## Task prompt
Every single entry below should be reproduced verbatim.
### Records ###
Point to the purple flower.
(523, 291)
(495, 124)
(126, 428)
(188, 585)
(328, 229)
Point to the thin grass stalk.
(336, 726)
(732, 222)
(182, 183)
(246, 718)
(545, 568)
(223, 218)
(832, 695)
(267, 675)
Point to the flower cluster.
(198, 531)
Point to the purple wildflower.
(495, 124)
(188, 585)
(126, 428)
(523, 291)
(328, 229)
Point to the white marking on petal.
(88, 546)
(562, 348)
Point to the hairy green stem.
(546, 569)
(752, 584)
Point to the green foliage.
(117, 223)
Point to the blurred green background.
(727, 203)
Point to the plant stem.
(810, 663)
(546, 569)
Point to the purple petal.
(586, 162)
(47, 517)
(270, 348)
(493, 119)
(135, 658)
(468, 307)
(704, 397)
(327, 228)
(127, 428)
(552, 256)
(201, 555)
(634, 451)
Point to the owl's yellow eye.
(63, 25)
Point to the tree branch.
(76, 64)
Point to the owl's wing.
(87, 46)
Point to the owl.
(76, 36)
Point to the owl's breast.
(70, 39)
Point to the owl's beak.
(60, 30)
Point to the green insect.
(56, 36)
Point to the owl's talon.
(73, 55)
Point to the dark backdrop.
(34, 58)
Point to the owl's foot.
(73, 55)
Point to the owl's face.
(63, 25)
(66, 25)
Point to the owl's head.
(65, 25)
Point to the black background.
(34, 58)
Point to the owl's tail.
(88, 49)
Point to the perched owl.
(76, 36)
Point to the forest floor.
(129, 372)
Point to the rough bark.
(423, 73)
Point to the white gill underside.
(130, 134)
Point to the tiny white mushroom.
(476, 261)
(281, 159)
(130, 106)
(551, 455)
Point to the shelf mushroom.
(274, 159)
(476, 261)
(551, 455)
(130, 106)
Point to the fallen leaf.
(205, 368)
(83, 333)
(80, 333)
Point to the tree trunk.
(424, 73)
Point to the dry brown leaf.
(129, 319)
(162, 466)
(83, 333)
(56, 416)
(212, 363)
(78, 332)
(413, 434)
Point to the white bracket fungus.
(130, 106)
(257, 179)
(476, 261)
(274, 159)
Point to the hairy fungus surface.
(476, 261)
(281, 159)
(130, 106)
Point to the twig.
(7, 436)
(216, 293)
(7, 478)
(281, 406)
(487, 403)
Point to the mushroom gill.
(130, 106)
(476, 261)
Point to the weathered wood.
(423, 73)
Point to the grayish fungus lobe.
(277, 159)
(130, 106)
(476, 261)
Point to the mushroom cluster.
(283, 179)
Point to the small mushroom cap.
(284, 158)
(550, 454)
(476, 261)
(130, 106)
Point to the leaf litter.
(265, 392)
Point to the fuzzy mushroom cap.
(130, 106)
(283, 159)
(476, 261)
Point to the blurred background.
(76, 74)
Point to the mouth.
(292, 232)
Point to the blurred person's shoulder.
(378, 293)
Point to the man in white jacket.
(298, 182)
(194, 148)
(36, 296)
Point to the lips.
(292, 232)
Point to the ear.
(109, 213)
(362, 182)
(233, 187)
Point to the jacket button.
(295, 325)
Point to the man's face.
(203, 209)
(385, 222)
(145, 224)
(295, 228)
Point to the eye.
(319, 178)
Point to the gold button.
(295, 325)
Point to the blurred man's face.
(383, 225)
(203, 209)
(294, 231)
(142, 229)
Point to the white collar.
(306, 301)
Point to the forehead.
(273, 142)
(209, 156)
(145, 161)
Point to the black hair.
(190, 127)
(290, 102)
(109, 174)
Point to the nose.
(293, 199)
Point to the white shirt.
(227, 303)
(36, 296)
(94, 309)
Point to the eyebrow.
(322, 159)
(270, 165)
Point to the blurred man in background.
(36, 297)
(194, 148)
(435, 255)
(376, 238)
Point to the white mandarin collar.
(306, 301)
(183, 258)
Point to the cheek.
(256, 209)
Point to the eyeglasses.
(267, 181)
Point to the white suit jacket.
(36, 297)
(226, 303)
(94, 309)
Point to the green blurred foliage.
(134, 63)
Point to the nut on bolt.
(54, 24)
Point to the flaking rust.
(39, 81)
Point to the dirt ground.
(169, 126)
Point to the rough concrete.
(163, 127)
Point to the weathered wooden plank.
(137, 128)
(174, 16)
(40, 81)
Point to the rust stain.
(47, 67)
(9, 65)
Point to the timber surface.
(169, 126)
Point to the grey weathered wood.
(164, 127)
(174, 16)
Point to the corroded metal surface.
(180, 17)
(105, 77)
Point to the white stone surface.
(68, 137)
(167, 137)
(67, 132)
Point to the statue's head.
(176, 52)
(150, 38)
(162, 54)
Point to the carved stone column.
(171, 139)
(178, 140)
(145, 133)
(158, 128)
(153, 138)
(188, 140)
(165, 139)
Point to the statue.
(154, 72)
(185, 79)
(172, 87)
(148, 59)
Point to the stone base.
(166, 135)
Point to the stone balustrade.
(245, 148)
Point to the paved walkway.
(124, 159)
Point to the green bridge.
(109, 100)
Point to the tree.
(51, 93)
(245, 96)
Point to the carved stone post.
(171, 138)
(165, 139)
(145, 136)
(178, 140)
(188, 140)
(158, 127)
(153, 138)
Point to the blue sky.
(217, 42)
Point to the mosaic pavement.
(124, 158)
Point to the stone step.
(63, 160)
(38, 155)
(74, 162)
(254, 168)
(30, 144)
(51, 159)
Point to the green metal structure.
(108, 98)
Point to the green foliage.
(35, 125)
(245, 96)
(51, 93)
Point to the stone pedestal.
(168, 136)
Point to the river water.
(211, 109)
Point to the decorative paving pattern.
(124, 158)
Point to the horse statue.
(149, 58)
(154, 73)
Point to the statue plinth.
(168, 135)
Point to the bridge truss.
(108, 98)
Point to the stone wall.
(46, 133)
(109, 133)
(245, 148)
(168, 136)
###
## Response to this task
Point to the purple flower.
(523, 291)
(495, 124)
(126, 428)
(188, 585)
(328, 229)
Point to the thin grass stalk.
(336, 726)
(732, 222)
(182, 183)
(246, 718)
(545, 568)
(223, 218)
(832, 695)
(267, 675)
Point to the flower cluster.
(198, 531)
Point to the purple wildflower.
(495, 124)
(188, 585)
(126, 428)
(523, 291)
(328, 229)
Point to the white marking on petal.
(88, 546)
(562, 348)
Point to the hairy green stem.
(546, 569)
(752, 584)
Point to the green foliage.
(117, 223)
Point to the blurred green background.
(727, 203)
Point to the plant stem.
(810, 663)
(546, 569)
Point to the purple petal.
(586, 162)
(47, 517)
(270, 348)
(493, 119)
(135, 658)
(468, 307)
(704, 397)
(327, 228)
(127, 428)
(552, 256)
(201, 555)
(634, 451)
Point to the owl's yellow eye.
(63, 25)
Point to the tree branch.
(76, 64)
Point to the owl's wing.
(87, 46)
Point to the owl.
(76, 36)
Point to the owl's breast.
(70, 39)
Point to the owl's beak.
(60, 30)
Point to the green insect.
(56, 36)
Point to the owl's talon.
(73, 55)
Point to the dark backdrop.
(34, 58)
Point to the owl's foot.
(73, 55)
Point to the owl's face.
(63, 25)
(66, 25)
Point to the owl's head.
(65, 25)
Point to the black background.
(34, 58)
Point to the owl's tail.
(88, 49)
Point to the perched owl.
(76, 36)
Point to the forest floor.
(129, 372)
Point to the rough bark.
(423, 73)
Point to the white gill underside.
(130, 134)
Point to the tiny white mushroom.
(476, 261)
(281, 159)
(130, 106)
(551, 455)
Point to the shelf mushroom.
(274, 159)
(476, 261)
(551, 455)
(130, 106)
Point to the fallen leaf.
(205, 368)
(83, 333)
(80, 333)
Point to the tree trunk.
(424, 73)
Point to the dry brown leaf.
(129, 319)
(162, 466)
(83, 333)
(56, 416)
(212, 363)
(78, 332)
(413, 434)
Point to the white bracket fungus.
(130, 106)
(257, 179)
(476, 261)
(274, 159)
Point to the hairy fungus surface.
(476, 261)
(281, 159)
(130, 106)
Point to the twig.
(7, 436)
(216, 293)
(7, 478)
(281, 406)
(487, 403)
Point to the mushroom gill.
(130, 106)
(476, 261)
Point to the weathered wood.
(423, 73)
Point to the grayish fungus lobe.
(277, 159)
(130, 106)
(476, 261)
Point to the mushroom cluster.
(283, 179)
Point to the small mushroom cap.
(284, 158)
(550, 454)
(476, 261)
(130, 106)
Point to the leaf litter.
(265, 392)
Point to the fuzzy mushroom cap.
(130, 106)
(283, 159)
(476, 261)
Point to the blurred background.
(76, 74)
Point to the mouth.
(292, 232)
Point to the blurred person's shoulder.
(378, 293)
Point to the man in white jacket.
(298, 182)
(194, 148)
(36, 296)
Point to the lips.
(292, 232)
Point to the ear.
(109, 213)
(362, 182)
(233, 187)
Point to the jacket button.
(295, 325)
Point to the man's face.
(203, 209)
(385, 222)
(145, 224)
(295, 228)
Point to the eye.
(319, 178)
Point to the gold button.
(295, 325)
Point to the blurred man's face.
(383, 225)
(203, 209)
(294, 231)
(142, 229)
Point to the white collar.
(306, 301)
Point to the forehead.
(273, 142)
(209, 156)
(145, 161)
Point to the black hair.
(190, 127)
(290, 102)
(109, 174)
Point to the nose.
(293, 199)
Point to the white shirt.
(227, 303)
(36, 296)
(94, 309)
Point to the eyebrow.
(322, 159)
(270, 165)
Point to the blurred man in background.
(36, 297)
(194, 148)
(435, 255)
(376, 238)
Point to the white mandarin collar.
(306, 301)
(183, 258)
Point to the cheek.
(256, 209)
Point to the eyeglasses.
(267, 181)
Point to the white suit jacket.
(36, 297)
(226, 303)
(94, 309)
Point to the green blurred foliage.
(134, 63)
Point to the nut on bolt.
(54, 24)
Point to the flaking rust.
(39, 81)
Point to the dirt ground.
(169, 126)
Point to the rough concrete.
(163, 127)
Point to the weathered wooden plank.
(137, 128)
(174, 16)
(40, 81)
Point to the rust stain.
(47, 67)
(9, 65)
Point to the timber surface.
(169, 126)
Point to the grey weathered wood.
(164, 127)
(174, 16)
Point to the corroded metal surface.
(180, 17)
(105, 77)
Point to the white stone surface.
(68, 137)
(167, 137)
(67, 132)
Point to the statue's head.
(176, 52)
(150, 38)
(162, 54)
Point to the carved stone column.
(171, 139)
(178, 140)
(145, 133)
(158, 128)
(153, 138)
(188, 140)
(165, 139)
Point to the statue.
(154, 72)
(185, 79)
(172, 87)
(148, 59)
Point to the stone base.
(166, 135)
Point to the stone balustrade.
(245, 148)
Point to the paved walkway.
(124, 159)
Point to the green bridge.
(109, 100)
Point to the tree.
(51, 93)
(245, 96)
Point to the carved stone post.
(171, 138)
(165, 139)
(145, 136)
(178, 140)
(188, 140)
(158, 127)
(153, 138)
Point to the blue sky.
(217, 42)
Point to the mosaic pavement.
(124, 158)
Point to the stone step.
(63, 160)
(38, 155)
(74, 162)
(254, 168)
(30, 144)
(51, 159)
Point to the green metal structure.
(108, 98)
Point to the green foliage.
(35, 125)
(245, 96)
(51, 93)
Point to the stone pedestal.
(168, 136)
Point to the river water.
(211, 109)
Point to the decorative paving pattern.
(124, 158)
Point to the horse statue.
(149, 58)
(154, 73)
Point to the statue plinth.
(168, 135)
Point to the bridge truss.
(108, 98)
Point to the stone wall.
(46, 133)
(109, 133)
(245, 148)
(168, 136)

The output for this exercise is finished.